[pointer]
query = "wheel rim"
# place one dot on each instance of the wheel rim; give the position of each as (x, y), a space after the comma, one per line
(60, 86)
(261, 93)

**REQUIREMENT:** Could you write out all the records exactly, please?

**WRITTEN ANSWER:**
[pointer]
query = "wheel rim"
# place one dot on each instance of the wheel rim; give the position of each as (x, y), a space after the comma, one per line
(60, 86)
(261, 93)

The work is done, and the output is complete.